TASK TO COMPLETE: Return, exactly, the line that contains "Please put a point on each instance of the car" together with all lines after it to the end of the entries, and no further lines.

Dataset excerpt
__________________________________________________

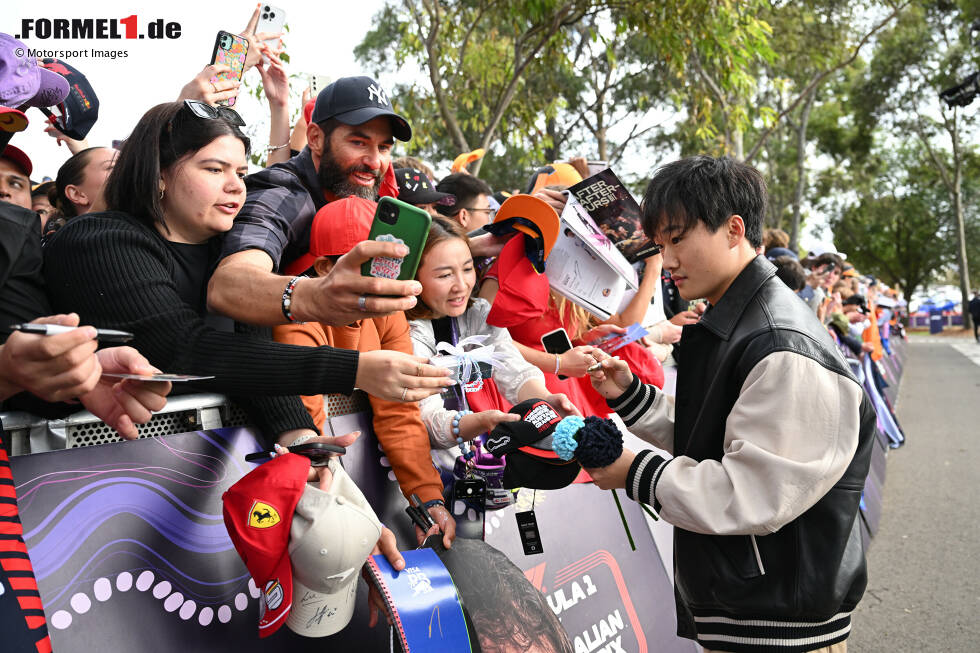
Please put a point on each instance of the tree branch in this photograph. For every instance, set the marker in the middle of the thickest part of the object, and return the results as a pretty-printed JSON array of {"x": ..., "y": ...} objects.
[{"x": 819, "y": 77}]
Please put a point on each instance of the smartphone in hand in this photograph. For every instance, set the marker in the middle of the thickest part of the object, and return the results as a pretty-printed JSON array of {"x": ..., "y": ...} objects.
[
  {"x": 398, "y": 222},
  {"x": 231, "y": 50},
  {"x": 272, "y": 19},
  {"x": 556, "y": 342}
]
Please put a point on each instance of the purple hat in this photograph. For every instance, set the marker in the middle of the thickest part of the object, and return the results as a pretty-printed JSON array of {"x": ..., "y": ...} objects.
[
  {"x": 23, "y": 82},
  {"x": 355, "y": 101}
]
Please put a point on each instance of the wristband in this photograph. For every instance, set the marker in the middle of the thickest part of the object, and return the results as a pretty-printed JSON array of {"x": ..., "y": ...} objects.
[
  {"x": 287, "y": 299},
  {"x": 301, "y": 439},
  {"x": 434, "y": 502}
]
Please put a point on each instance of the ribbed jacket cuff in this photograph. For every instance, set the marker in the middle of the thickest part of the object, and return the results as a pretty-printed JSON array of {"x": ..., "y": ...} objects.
[
  {"x": 632, "y": 404},
  {"x": 277, "y": 414},
  {"x": 343, "y": 370},
  {"x": 642, "y": 478}
]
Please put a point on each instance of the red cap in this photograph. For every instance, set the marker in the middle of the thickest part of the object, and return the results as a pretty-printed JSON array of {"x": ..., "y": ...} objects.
[
  {"x": 336, "y": 228},
  {"x": 258, "y": 512},
  {"x": 19, "y": 158}
]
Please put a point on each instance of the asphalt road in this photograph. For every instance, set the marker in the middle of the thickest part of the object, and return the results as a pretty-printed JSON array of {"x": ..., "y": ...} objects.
[{"x": 924, "y": 564}]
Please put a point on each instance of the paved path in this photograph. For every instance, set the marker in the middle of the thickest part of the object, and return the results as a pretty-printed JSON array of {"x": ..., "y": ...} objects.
[{"x": 924, "y": 586}]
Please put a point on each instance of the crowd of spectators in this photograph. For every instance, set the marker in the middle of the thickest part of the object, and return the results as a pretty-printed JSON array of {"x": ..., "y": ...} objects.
[{"x": 255, "y": 279}]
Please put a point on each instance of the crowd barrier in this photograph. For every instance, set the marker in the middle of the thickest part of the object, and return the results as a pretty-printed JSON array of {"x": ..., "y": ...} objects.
[
  {"x": 131, "y": 553},
  {"x": 920, "y": 321}
]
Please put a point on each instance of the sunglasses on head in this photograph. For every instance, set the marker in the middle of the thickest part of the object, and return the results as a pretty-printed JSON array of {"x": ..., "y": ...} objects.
[{"x": 208, "y": 112}]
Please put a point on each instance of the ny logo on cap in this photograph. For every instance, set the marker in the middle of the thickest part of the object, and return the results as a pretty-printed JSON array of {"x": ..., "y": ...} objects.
[{"x": 377, "y": 94}]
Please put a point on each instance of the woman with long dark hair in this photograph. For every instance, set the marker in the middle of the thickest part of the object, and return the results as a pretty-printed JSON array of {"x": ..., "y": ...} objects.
[{"x": 143, "y": 265}]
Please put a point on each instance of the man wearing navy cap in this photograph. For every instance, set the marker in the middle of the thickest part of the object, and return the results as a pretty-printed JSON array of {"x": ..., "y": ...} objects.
[{"x": 350, "y": 138}]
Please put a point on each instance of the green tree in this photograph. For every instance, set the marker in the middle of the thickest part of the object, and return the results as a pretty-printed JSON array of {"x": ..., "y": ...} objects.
[
  {"x": 532, "y": 76},
  {"x": 899, "y": 227},
  {"x": 928, "y": 50}
]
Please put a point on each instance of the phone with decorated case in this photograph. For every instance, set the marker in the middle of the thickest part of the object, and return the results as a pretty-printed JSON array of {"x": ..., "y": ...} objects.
[
  {"x": 229, "y": 49},
  {"x": 272, "y": 19},
  {"x": 398, "y": 222}
]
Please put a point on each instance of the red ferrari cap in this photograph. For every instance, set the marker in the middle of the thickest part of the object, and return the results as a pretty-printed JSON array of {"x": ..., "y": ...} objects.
[
  {"x": 336, "y": 228},
  {"x": 258, "y": 512}
]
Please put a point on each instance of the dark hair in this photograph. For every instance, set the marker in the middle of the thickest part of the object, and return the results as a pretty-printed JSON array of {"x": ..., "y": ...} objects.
[
  {"x": 791, "y": 272},
  {"x": 507, "y": 612},
  {"x": 163, "y": 136},
  {"x": 71, "y": 173},
  {"x": 707, "y": 190},
  {"x": 465, "y": 187},
  {"x": 440, "y": 230}
]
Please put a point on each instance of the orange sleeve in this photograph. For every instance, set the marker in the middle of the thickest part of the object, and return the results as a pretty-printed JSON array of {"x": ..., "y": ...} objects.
[
  {"x": 310, "y": 334},
  {"x": 399, "y": 426}
]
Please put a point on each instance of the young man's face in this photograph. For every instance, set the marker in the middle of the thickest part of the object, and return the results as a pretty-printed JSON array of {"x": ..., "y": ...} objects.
[
  {"x": 15, "y": 187},
  {"x": 356, "y": 158},
  {"x": 477, "y": 214},
  {"x": 699, "y": 261}
]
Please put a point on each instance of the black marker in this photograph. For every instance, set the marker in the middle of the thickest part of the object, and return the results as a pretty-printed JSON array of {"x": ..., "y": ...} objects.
[
  {"x": 417, "y": 518},
  {"x": 103, "y": 335},
  {"x": 422, "y": 510}
]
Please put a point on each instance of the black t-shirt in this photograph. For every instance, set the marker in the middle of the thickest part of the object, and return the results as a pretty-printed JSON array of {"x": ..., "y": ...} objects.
[
  {"x": 22, "y": 296},
  {"x": 195, "y": 263}
]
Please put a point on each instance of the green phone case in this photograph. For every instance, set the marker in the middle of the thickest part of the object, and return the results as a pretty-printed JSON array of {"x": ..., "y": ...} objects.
[{"x": 411, "y": 228}]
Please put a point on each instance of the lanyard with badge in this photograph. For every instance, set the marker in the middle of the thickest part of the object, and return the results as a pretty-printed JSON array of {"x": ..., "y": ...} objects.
[{"x": 467, "y": 497}]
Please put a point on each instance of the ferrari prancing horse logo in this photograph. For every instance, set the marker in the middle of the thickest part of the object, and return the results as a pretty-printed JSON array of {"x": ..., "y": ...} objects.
[{"x": 262, "y": 515}]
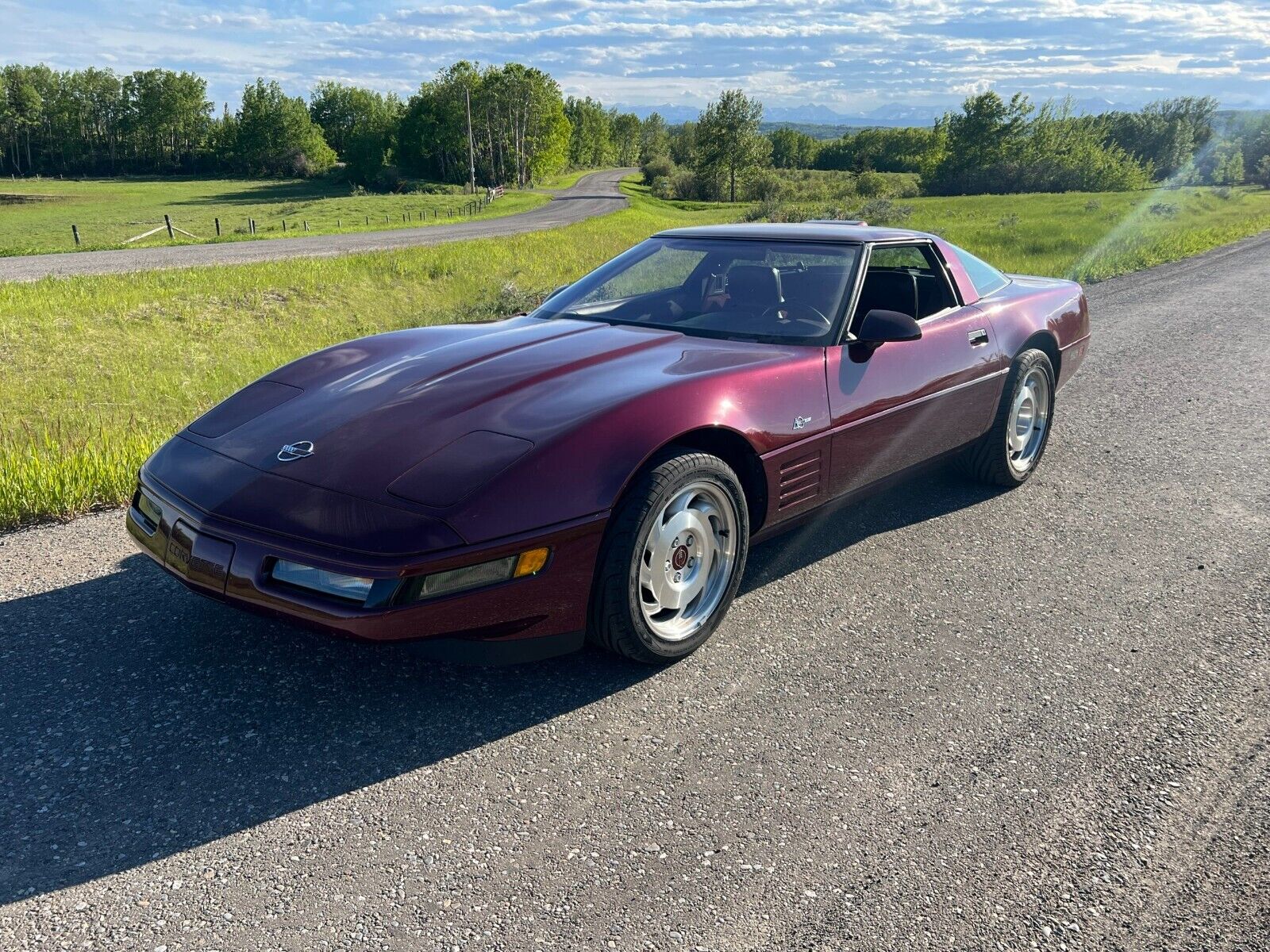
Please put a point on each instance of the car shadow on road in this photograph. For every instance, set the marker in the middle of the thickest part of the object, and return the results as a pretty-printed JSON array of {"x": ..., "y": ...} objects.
[{"x": 137, "y": 720}]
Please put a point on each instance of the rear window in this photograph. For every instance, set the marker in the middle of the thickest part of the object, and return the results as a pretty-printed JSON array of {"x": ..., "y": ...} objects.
[{"x": 983, "y": 276}]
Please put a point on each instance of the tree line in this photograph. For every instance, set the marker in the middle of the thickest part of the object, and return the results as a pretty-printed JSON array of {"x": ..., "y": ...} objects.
[
  {"x": 990, "y": 145},
  {"x": 511, "y": 125}
]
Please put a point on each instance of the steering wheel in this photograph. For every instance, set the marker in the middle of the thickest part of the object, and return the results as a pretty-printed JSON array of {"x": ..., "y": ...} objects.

__________________________________________________

COMPLETE ANSWER:
Please put a point on each instance of the car shadow on road in this photograph. For every instance, set the marker in the middle of the thickest part of the object, and return the results as a pretty-printed JSON array of {"x": ..., "y": ...} objects.
[{"x": 137, "y": 720}]
Please put a point on each instance of the rear window in this photograph. For every instance, set the marker in the middle of the thickest part of the object, and return the results as a pretty-printed JSON array of {"x": ..., "y": ...} objects.
[{"x": 983, "y": 276}]
Please put a point on each instance of the tree line in this photograph. For every instance, set the marker in the middle of the thickest part of the object, and return the results as a pretty-printed JSON array of {"x": ..., "y": ...} objects.
[
  {"x": 990, "y": 145},
  {"x": 511, "y": 125}
]
Please put a point on each instance of the steering wheel in this photograph. For every instance, set the marker in the middle of the thickest part of the object, and return the results as a pretty-printed JSON array of {"x": ..., "y": ...} objects.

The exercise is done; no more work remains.